ARTICLE |
· · · ·
Estimated read time: 3-4 minutes
SALT LAKE CITY — Purple is back … for real this time.
Ryan Smith, the Utah Jazz and Utah NHL team owner, said last month: "If you're expecting perfection, you're looking at the wrong people. Probably make 10 bets, six of them will work out."
One of those ill-fated bets was the stark change of the Jazz brand to a highlighter yellow and black palette. Two years after the initial fan backlash, the Jazz are course-correcting.
Beginning next season, the Jazz will transition to a purple, black and sky blue color palette as part of a new "Mountain Basketball" identity; the familiar J-note will remain the team's main logo.
The team partnered with New York-based creative design studio Doubleday & Cartwright to help build the branding and uniforms. The Smith Entertainment Group is using the studio to build Utah's new NHL team's brand as well.
"It's really been a philosophy that's been a part of who we are for a long time," Jazz senior brand director Ben Barnes said of the mountain look. "In different eras, we've focused on it more than others, but we realize that now is a really good time to bring that back into the forefront."

The 2024-25 season will serve as a transition year to the new brand.
The Jazz will wear two new mountain jerseys next season (a purple one that's a modern take on the late '90s era, and a black one featuring a large J-note) alongside two of their current jerseys.
· · · ·
PROVIDED ENTRIES |
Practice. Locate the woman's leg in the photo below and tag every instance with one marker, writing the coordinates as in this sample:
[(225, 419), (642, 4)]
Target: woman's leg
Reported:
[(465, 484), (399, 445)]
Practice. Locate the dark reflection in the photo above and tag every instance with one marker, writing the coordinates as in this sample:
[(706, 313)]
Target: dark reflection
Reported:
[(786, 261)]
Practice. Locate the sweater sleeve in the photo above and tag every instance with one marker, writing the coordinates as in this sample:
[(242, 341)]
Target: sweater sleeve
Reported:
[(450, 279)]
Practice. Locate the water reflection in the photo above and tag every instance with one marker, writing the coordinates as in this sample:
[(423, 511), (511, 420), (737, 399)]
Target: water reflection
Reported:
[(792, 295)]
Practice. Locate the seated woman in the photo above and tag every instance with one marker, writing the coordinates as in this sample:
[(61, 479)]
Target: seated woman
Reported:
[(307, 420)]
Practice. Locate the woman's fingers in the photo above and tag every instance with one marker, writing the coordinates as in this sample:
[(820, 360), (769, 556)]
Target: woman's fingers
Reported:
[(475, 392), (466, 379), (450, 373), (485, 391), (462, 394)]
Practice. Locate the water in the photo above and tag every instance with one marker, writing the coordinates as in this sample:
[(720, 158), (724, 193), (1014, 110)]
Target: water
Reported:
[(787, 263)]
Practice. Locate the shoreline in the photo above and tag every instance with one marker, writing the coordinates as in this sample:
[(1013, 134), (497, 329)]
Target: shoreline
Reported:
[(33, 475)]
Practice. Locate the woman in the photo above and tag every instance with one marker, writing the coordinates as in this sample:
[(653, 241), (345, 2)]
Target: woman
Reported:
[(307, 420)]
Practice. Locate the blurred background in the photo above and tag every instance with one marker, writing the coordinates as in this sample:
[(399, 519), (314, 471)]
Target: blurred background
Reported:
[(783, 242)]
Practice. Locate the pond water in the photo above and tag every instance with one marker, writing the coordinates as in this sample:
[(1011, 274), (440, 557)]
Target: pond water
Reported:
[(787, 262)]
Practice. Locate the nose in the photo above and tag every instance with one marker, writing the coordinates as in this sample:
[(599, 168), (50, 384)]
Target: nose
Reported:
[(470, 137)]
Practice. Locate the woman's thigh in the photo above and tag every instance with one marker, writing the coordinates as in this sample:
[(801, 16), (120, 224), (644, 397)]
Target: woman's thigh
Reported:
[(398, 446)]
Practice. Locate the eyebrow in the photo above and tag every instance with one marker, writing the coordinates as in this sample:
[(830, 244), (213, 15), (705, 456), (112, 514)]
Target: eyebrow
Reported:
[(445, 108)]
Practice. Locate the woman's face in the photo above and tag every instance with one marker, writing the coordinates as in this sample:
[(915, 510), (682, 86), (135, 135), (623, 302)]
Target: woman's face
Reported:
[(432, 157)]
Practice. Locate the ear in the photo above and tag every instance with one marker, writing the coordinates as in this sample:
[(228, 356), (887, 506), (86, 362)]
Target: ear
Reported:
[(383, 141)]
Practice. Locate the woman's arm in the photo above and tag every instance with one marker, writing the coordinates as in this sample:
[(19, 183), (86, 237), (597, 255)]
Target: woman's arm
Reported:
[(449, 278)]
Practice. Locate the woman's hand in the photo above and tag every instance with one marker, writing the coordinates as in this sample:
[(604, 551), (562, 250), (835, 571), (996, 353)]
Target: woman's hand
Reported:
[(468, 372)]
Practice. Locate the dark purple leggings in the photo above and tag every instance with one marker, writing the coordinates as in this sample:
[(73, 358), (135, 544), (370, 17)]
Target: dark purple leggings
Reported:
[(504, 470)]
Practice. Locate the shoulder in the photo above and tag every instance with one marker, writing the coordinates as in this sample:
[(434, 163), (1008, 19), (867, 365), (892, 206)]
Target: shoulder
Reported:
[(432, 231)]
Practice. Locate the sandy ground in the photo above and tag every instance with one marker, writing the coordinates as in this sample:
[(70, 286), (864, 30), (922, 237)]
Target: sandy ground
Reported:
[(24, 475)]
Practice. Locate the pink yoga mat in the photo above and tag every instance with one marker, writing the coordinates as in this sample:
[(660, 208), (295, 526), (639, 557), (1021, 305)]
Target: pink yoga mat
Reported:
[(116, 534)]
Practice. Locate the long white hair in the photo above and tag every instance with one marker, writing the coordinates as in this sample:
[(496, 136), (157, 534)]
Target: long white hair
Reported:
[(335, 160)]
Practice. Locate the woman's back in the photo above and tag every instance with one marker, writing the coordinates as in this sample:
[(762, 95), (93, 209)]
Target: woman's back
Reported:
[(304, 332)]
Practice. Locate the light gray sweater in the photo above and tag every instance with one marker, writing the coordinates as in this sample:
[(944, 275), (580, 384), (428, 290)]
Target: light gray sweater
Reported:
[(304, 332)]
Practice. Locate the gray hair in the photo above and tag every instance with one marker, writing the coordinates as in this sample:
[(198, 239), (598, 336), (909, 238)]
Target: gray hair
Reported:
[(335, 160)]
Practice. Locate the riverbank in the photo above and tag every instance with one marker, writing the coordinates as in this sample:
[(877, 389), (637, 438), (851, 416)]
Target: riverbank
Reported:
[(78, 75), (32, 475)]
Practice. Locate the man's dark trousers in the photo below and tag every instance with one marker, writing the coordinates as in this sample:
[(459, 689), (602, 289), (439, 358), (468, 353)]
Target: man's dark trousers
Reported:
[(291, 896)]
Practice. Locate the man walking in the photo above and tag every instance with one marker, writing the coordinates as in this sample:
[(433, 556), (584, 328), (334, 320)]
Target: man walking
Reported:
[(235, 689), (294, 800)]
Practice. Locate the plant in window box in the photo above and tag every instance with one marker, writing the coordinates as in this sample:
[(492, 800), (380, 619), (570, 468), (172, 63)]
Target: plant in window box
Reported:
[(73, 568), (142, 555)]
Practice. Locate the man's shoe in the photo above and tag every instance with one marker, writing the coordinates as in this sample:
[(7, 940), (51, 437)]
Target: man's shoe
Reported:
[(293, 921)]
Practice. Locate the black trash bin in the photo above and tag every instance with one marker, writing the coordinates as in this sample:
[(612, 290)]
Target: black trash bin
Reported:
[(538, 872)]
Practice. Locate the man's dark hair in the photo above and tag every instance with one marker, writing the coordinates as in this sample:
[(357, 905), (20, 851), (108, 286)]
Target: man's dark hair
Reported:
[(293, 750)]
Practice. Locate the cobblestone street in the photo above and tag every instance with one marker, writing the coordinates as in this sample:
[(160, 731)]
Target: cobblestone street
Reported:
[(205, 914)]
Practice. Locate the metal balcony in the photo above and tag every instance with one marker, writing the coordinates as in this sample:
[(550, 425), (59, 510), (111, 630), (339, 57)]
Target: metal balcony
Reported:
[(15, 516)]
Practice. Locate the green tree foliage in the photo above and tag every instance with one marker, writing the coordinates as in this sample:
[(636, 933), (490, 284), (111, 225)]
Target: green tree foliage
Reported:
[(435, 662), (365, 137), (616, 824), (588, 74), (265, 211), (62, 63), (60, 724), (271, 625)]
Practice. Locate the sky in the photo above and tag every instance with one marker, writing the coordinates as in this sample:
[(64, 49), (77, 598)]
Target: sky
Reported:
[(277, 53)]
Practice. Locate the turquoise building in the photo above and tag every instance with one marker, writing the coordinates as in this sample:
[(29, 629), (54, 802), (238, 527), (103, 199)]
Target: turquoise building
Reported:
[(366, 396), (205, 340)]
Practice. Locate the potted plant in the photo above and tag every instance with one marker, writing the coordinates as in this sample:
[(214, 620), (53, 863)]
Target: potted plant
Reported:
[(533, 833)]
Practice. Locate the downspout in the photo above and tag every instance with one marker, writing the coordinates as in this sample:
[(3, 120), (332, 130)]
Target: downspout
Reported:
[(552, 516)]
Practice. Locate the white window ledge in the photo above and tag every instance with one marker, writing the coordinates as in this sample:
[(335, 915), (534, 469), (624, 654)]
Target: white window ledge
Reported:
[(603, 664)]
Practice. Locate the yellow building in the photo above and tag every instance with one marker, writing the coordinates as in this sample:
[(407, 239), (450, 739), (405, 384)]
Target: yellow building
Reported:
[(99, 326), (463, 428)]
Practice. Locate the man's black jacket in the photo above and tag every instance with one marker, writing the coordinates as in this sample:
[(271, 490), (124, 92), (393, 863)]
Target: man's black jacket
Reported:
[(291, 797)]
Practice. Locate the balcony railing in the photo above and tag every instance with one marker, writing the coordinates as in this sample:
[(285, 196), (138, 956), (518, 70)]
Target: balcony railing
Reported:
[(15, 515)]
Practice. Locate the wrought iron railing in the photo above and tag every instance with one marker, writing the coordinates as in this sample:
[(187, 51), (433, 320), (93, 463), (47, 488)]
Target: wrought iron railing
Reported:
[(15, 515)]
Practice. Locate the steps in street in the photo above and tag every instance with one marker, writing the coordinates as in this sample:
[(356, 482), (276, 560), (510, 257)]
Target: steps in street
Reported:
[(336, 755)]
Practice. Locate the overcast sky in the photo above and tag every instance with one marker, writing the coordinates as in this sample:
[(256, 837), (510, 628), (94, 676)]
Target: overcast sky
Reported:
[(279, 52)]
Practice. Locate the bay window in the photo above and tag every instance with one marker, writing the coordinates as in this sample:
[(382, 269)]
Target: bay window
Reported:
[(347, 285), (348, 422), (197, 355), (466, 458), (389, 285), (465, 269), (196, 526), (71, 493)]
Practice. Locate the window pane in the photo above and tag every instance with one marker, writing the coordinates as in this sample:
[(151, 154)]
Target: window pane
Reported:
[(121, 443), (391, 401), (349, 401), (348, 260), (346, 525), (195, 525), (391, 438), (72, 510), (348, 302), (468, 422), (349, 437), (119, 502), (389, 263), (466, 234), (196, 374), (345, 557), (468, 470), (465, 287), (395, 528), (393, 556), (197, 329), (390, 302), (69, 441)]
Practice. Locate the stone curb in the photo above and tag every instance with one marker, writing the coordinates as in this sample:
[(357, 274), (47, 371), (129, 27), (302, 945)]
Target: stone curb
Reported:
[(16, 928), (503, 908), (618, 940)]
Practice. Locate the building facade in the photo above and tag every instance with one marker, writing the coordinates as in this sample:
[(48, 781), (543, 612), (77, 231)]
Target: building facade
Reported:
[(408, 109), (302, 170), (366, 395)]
· · · ·
TASK REQUIREMENTS |
**A.** List every color in the Jazz's new color palette as the article describes it.
**B.** Reproduce everything from the start of the records down to the line containing "[(465, 484), (399, 445)]", both ends included, with requests included. Multiply each coordinate in the answers by 1.65 and round to whole numbers, halves up, leaving the sample coordinates unchanged.

SOLUTIONS BY TASK |
**A.** purple, black, sky blue

**B.**
Practice. Locate the woman's leg in the photo below and tag every instance with one marker, writing the coordinates as in this sample:
[(225, 419), (642, 4)]
Target: woman's leg
Reported:
[(767, 799), (658, 734)]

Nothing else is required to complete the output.